--- Start RECORDS FOR PROCESSING ---
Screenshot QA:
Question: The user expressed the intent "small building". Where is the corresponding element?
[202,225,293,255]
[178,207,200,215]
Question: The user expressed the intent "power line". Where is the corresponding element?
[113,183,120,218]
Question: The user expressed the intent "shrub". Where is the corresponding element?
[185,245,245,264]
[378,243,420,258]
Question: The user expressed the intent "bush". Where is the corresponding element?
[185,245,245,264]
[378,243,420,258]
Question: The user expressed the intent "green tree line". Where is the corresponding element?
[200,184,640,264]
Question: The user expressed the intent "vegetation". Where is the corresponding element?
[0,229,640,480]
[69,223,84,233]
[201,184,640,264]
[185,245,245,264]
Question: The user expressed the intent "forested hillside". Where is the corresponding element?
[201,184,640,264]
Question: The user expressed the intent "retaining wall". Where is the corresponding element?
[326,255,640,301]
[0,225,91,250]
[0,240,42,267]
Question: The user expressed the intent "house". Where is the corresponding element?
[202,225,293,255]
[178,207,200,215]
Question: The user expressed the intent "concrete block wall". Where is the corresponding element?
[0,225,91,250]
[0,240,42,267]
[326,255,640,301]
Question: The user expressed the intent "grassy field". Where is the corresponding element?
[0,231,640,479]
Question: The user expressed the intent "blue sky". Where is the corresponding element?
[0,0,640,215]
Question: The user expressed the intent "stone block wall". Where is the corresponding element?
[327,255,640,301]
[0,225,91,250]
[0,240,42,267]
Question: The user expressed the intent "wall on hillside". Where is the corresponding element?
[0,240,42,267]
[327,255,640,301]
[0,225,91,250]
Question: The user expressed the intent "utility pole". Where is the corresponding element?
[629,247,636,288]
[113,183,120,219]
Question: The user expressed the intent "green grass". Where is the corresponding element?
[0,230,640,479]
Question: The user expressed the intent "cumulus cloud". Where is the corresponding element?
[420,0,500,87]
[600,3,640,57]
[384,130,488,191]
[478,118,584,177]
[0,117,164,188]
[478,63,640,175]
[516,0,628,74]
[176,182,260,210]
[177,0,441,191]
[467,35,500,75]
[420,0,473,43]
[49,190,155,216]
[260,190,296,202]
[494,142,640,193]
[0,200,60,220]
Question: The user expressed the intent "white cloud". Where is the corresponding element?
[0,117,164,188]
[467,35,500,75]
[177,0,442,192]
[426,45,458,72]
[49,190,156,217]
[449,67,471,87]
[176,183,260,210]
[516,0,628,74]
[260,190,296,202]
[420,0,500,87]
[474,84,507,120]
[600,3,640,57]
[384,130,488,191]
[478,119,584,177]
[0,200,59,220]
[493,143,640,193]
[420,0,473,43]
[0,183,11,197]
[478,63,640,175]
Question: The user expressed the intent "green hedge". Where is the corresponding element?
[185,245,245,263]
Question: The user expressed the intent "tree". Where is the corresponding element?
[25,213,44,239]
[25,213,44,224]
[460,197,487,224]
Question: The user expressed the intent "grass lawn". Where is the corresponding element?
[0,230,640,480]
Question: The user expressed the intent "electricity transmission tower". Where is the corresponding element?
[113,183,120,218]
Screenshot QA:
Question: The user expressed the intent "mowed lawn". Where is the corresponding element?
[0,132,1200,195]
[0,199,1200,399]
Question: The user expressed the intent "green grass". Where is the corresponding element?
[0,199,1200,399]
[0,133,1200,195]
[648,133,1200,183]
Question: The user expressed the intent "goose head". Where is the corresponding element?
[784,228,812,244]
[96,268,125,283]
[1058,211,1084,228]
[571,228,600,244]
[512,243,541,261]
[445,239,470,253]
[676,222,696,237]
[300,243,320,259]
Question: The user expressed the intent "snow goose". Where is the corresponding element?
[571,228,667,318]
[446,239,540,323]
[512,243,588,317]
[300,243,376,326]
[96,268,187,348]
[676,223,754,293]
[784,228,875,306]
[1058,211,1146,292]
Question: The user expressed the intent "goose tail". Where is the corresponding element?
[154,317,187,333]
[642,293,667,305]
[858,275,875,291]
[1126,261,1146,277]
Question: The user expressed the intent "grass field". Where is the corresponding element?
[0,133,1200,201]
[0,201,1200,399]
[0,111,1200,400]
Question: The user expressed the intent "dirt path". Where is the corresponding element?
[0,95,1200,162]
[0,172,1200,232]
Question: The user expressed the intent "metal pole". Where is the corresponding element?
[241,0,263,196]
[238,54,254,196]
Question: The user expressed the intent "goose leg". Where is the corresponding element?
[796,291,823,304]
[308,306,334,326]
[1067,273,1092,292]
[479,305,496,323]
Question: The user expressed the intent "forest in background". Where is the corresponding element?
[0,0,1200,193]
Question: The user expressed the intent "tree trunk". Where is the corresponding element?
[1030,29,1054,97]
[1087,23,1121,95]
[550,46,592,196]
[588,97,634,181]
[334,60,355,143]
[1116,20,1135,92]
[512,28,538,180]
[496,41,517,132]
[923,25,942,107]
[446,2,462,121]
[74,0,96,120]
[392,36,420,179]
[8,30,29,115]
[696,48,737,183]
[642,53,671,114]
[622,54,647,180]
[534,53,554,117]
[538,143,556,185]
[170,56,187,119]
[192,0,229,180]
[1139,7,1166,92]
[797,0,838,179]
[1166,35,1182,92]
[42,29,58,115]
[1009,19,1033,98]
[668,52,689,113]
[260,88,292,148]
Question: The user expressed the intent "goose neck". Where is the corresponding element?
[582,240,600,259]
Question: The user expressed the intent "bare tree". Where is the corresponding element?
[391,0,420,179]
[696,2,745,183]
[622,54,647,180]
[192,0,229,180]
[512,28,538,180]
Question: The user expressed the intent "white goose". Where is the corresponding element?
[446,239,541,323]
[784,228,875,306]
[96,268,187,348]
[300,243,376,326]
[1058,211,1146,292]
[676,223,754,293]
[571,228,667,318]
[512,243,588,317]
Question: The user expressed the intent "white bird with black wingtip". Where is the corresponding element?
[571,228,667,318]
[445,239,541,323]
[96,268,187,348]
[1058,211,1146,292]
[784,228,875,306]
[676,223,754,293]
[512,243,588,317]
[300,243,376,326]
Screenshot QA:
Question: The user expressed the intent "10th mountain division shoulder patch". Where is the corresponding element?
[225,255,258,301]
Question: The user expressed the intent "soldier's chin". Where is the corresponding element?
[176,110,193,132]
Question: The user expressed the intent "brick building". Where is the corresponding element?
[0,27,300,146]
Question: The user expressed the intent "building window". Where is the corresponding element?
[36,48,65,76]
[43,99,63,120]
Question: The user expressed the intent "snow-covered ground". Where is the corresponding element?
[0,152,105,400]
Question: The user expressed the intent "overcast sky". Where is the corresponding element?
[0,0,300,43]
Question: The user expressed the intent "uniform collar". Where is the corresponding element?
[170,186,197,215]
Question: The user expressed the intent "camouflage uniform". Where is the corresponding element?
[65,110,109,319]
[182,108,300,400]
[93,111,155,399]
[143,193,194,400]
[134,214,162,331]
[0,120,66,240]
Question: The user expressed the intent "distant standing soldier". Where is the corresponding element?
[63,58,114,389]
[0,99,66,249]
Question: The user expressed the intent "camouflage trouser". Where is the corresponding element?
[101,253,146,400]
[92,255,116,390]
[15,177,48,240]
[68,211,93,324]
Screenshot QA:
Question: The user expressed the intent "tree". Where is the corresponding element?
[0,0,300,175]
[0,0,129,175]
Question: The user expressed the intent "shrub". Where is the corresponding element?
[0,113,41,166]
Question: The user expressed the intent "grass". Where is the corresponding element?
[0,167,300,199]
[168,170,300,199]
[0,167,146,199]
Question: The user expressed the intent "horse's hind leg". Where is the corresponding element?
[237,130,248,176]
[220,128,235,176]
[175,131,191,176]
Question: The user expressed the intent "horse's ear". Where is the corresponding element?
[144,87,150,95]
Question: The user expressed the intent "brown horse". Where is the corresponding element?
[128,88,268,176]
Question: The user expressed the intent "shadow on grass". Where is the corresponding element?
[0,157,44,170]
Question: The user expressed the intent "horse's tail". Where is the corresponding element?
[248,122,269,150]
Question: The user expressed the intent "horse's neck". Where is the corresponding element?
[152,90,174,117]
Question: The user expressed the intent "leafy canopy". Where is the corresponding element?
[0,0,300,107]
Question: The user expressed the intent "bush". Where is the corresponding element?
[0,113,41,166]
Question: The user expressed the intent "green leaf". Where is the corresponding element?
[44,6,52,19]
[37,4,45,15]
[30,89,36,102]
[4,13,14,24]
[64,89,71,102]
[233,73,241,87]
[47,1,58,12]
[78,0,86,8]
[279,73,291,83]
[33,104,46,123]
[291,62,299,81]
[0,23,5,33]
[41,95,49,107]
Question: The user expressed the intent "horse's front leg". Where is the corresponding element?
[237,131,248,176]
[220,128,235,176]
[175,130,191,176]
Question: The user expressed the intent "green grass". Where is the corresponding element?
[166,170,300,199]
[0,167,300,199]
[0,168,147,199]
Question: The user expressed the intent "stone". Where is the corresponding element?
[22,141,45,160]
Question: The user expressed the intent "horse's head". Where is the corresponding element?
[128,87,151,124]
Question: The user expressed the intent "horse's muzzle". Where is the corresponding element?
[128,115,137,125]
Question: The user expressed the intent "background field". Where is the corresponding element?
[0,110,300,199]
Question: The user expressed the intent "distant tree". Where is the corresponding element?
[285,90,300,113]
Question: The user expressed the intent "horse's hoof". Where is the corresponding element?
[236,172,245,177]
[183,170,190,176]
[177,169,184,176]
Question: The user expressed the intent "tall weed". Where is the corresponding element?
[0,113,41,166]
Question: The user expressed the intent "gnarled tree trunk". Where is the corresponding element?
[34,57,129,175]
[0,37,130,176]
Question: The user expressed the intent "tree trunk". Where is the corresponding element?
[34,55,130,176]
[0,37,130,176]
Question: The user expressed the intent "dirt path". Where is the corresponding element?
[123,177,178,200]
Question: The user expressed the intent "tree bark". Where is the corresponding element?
--- End RECORDS FOR PROCESSING ---
Report each line in the items above that contains the word "head", copying every such line in full.

### CORRECT RESULT
Question: The user expressed the intent "goose head". Where is the corresponding element?
Question: The user expressed the intent "horse's head". Where is the corresponding element?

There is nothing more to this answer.